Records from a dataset
/---

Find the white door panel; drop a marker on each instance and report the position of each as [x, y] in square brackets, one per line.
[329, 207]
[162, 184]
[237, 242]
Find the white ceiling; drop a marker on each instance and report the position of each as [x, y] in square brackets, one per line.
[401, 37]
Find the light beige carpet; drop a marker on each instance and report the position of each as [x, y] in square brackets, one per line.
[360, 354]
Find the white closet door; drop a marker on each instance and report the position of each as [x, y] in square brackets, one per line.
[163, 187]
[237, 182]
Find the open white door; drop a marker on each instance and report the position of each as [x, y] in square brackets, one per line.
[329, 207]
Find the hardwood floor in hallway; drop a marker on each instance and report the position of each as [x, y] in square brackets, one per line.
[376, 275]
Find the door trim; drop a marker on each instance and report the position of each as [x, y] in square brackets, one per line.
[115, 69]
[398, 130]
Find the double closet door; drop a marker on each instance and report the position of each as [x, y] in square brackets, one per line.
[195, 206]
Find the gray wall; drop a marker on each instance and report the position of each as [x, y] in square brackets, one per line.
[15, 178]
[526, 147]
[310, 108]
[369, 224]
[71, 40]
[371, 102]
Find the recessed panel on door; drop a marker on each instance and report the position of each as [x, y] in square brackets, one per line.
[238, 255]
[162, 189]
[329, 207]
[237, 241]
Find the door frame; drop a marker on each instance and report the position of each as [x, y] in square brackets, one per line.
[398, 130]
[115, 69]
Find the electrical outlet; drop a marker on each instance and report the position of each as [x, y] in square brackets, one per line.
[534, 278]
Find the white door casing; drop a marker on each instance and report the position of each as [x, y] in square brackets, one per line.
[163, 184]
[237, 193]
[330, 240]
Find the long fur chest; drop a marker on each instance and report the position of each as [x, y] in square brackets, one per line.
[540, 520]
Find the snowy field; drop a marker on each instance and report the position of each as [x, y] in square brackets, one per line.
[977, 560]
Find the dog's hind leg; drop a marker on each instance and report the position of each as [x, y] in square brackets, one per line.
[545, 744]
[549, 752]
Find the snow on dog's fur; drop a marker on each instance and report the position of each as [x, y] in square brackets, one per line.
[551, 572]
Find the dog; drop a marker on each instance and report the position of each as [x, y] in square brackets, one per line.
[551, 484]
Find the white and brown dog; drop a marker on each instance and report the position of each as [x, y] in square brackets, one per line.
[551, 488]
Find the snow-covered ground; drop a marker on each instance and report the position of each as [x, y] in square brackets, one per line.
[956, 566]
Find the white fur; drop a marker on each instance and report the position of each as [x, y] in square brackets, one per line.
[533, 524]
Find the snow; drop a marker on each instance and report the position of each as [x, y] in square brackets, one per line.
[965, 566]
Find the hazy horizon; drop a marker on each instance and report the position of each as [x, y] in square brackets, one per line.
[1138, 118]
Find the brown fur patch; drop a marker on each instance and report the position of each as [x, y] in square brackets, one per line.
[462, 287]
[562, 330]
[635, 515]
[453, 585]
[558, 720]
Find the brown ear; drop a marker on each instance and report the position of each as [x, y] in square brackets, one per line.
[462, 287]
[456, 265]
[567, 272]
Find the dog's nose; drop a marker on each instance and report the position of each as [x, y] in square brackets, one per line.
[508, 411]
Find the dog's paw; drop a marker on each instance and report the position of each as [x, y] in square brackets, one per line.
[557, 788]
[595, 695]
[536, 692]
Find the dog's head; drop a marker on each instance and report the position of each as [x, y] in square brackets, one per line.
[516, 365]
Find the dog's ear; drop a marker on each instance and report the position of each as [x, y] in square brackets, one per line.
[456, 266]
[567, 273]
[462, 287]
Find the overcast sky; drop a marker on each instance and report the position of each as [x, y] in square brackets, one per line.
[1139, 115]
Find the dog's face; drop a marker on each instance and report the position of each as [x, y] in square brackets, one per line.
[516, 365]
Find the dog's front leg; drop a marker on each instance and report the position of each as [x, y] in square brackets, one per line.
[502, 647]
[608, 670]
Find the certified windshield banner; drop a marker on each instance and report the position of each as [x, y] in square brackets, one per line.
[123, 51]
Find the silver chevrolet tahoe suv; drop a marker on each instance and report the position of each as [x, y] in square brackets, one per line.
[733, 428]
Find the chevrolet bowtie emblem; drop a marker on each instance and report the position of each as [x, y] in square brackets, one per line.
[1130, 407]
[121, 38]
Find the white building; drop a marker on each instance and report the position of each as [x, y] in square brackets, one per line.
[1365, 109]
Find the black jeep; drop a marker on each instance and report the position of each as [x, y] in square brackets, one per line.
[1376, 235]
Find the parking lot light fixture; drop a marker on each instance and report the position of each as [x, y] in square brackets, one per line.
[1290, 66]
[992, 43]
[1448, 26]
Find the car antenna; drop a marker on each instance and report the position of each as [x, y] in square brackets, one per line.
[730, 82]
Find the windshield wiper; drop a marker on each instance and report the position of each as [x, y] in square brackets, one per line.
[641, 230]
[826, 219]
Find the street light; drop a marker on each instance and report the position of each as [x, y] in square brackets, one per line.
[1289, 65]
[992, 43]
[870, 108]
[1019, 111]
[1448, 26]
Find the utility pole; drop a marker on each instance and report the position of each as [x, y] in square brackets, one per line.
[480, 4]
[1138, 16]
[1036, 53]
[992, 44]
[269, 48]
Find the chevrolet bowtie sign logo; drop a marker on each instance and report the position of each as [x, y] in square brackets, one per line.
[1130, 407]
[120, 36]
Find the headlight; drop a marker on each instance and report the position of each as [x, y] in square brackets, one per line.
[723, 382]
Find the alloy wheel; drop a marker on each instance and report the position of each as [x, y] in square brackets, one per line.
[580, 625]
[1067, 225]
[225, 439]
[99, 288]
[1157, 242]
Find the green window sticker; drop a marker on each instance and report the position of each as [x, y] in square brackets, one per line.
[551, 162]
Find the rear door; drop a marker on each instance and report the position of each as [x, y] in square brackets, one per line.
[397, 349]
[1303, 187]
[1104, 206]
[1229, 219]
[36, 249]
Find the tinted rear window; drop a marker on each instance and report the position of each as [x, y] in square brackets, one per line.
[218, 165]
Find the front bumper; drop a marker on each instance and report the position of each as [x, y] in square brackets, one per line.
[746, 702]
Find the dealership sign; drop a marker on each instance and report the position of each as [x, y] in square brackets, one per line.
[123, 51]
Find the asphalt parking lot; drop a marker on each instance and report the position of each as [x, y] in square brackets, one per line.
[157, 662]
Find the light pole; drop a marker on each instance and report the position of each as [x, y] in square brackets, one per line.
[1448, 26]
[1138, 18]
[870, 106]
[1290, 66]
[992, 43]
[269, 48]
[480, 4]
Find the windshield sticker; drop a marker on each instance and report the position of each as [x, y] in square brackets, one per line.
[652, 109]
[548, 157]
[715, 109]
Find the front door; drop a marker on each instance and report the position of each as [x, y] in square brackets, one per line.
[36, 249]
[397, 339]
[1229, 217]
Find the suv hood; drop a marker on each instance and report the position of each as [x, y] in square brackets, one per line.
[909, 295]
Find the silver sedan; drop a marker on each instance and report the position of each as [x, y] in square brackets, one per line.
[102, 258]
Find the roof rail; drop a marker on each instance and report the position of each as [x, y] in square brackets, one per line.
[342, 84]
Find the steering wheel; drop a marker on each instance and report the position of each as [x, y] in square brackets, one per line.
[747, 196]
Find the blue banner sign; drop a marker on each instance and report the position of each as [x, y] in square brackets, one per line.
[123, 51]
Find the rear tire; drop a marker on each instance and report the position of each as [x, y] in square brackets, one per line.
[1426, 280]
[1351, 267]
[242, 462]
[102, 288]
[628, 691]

\---

Task directions:
Type the data out again, exactly.

Completed task:
Find the white door panel; drop a marker on each instance and report the position of each as [x, y] in square brackets, one per line.
[329, 207]
[162, 184]
[237, 242]
Find the white ceiling; drop a marker on each instance and report the position of each as [x, y] in square brackets, one per line.
[401, 37]
Find the light beige carpet; drop a marker on each instance and report the position of each as [x, y] in square brackets, one per line.
[360, 354]
Find the white closet door; drop a marker on each instance and report the position of each as [x, y] in square brackets, one per line.
[163, 187]
[237, 182]
Find the open white door; drop a marker on each instance and report the position of each as [x, y] in square brackets, one per line.
[329, 207]
Find the hardwood floor in hallway; drop a marker on each instance and report the position of each as [x, y] in square brackets, one per line.
[376, 275]
Find the door trim; drop a marker on each instance and report the position of each as [x, y] in square brackets, one per line.
[115, 69]
[398, 130]
Find the double closet door; drop a marker on each instance and report the position of each as [x, y] in square brackets, one per line.
[195, 206]
Find the gray wall; drop a marker on each instance and report the position of each as [x, y] in square brackets, one per line.
[15, 178]
[526, 147]
[310, 108]
[369, 224]
[71, 40]
[371, 102]
Find the recessed panel on door; drop a marker on each instance and report the position of each as [x, y] in square brackets, one per line.
[238, 255]
[162, 189]
[329, 207]
[237, 241]
Find the door frame; drop a marker on each instance and report the position of each as [x, y] in square brackets, one per line.
[398, 130]
[115, 69]
Find the electrical outlet; drop a marker on each instance and report the position of each as [x, y] in square brackets, one per line.
[534, 278]
Find the white door casing; drop a marker on each instance and report the position of each as [x, y] in square brackets, one per line.
[163, 184]
[237, 193]
[330, 240]
Find the long fur chest; drop a marker on each instance and report the position of each as [x, y] in square brackets, one per line.
[540, 520]
Find the snowy field; drop a marker on each instance and report the position of each as [x, y] in square brackets, one per line.
[977, 560]
Find the dog's hind leg; drop a marker on each instance and report the position of each as [x, y] in square brackets, one per line.
[545, 744]
[549, 752]
Find the snow on dog's fur; drop a marker on each instance and report the position of each as [x, y] in square brackets, one per line.
[551, 572]
Find the dog; drop a marker on each instance and report the position of each as [x, y] in square brackets, one per line.
[551, 484]
Find the white and brown dog; drop a marker on each instance and report the position of each as [x, y] in square brackets, one per line.
[551, 488]
Find the snow-covered ground; drop a marker on each instance and report the position of each as [x, y] in square brackets, one per line.
[956, 566]
Find the white fur; drop a marker on each instance and report the position of each as [x, y] in square brackets, one per line.
[533, 524]
Find the snow; drop a marker on each instance and report the position of each as [x, y] in square brackets, one per line.
[965, 566]
Find the hazy horizon; drop a marker on each instance and report the position of each as [x, y] in square brackets, one per line.
[1138, 118]
Find the brown fur patch; drop a marker on each instance and report the position of each as [x, y] in square brackets, one per line.
[462, 287]
[562, 330]
[635, 515]
[453, 585]
[558, 720]
Find the brown ear; drop a marker on each instance and report the position of each as [x, y] in square brackets, one per line.
[462, 287]
[456, 265]
[567, 272]
Find the dog's nose; drop a marker on each instance and report the position of each as [x, y] in square brackets, one per line.
[508, 411]
Find the dog's paw; drop a marker on each instance and report the position of each as [x, y] in square brackets, one per line.
[557, 788]
[595, 695]
[536, 692]
Find the dog's head; drop a marker on each instance and report the position of each as [x, y] in square brackets, one per line.
[516, 365]
Find the dog's ear; drop a marker on each instance and report the position of each as [x, y] in square brackets, one per line.
[456, 266]
[567, 273]
[462, 287]
Find the overcast sky; drop a marker on each instance and report the position of each as [x, y] in square brackets, one per line.
[1139, 115]
Find the dog's face; drop a marker on each instance and report the position of each as [x, y] in square brackets, one per line.
[516, 365]
Find the dog's front leg; drop a marker on each instance and report the position of each as [x, y] in square brackets, one per line.
[502, 647]
[608, 670]
Find the certified windshield banner; drop a marker on each instance and report the position of each as [x, y] in square brackets, one per line.
[123, 51]
Find the silver chevrolet tahoe suv; drop a marker on each instance and report the position of each as [x, y] in square brackets, one per line.
[733, 428]
Find the chevrolet bowtie emblem; drop a marker on each instance and report the position of each as [x, y] in square brackets, one per line.
[1130, 407]
[121, 38]
Find the white building; drop a marker on each instance and report the position of each as [x, y] in square brackets, one per line.
[1365, 109]
Find the black jeep; drop a marker on each instance and report the position of each as [x, y] in square brackets, one per line.
[1376, 235]
Find the parking lot light fixture; drop a marker on each instance and report the position of each as [x, y] in square brackets, one per line.
[1290, 66]
[992, 43]
[1448, 26]
Find the car antenna; drop a marker on each instance and report the position of each as [x, y] in square brackets, one per line.
[730, 82]
Find the windshield wiper; drop a marker on each instance and report the position of each as [x, y] in square brackets, one per line.
[641, 230]
[826, 219]
Find the street light; drop a marker on each instance and report the position of each as [x, y] in square brackets, one per line.
[1289, 65]
[992, 43]
[870, 108]
[1019, 111]
[1448, 26]
Find the utility pole; drop a marker on each instance and report the position of each as [x, y] in square brackets, one per line.
[480, 4]
[1138, 16]
[1036, 53]
[992, 44]
[269, 48]
Find the chevrolet bowtie sign logo; drop a marker on each instance and report the position of each as [x, y] in square brackets, one per line.
[1130, 407]
[120, 36]
Find the headlight; drop a marker on each instance and report the position of each as [x, y] in square brackets, one per line.
[723, 382]
Find the alloy wheel; drop a marker on each instance and report the position of each as [x, y] in square brackets, one per line.
[580, 625]
[1067, 225]
[225, 439]
[99, 288]
[1157, 242]
Find the green window sticker; drop a marker on each instance and report the position of each as [x, y] in square brackets, one per line.
[551, 162]
Find the rear door; drop a marker on each instance and report the position of each as [x, y] in square brackets, one per line.
[397, 349]
[1303, 187]
[1104, 206]
[1229, 219]
[36, 249]
Find the tinted rear window; drop a marker on each instance and report the position of each as [x, y] in square brackets, one per line.
[218, 165]
Find the front bumper; drop a marker on each instance and report the position of each as [x, y] in square brackets, one per line.
[746, 702]
Find the dealership sign; drop a marker on each instance and report the position of each as [x, y] in square brackets, one per line.
[123, 51]
Find the asphalt parking lot; drop a marker on each instance and report the position of each as [x, y] in square brackets, one per line.
[157, 662]
Find the light pole; drop a marker on each instance and report the position of each as [x, y] in square brackets, one per line.
[1448, 26]
[1138, 18]
[870, 106]
[1290, 66]
[992, 43]
[269, 48]
[480, 4]
Find the windshield sticker; drop a marker on each instance and report the position of each as [x, y] in square brackets, one per line.
[652, 109]
[548, 157]
[715, 109]
Find the front door; drop a marker on each instance and report the position of each as [x, y] in square brackets, one per line.
[36, 249]
[397, 339]
[1229, 217]
Find the suv hood; drop a marker on each instance and report the position of each as [x, y] in square brackets, one per line.
[909, 295]
Find the silver sedan; drop a marker on each instance and report the position of each as [x, y] in square brackets, one per line.
[102, 258]
Find the roof rail; drop a marker on each instance and report the position of each as [x, y] in square brackets, one per line.
[342, 84]
Find the steering wheel; drop a marker on each instance and report the position of each as [x, y] in square brackets, one per line.
[747, 196]
Find the blue banner sign; drop a marker on each instance and report the position of each as [x, y] in square brackets, one per line.
[123, 51]
Find the rear tire; drop a marker on each instance and report the position of each as [x, y] in square brackets, one per line.
[1426, 280]
[1351, 267]
[242, 462]
[102, 288]
[628, 691]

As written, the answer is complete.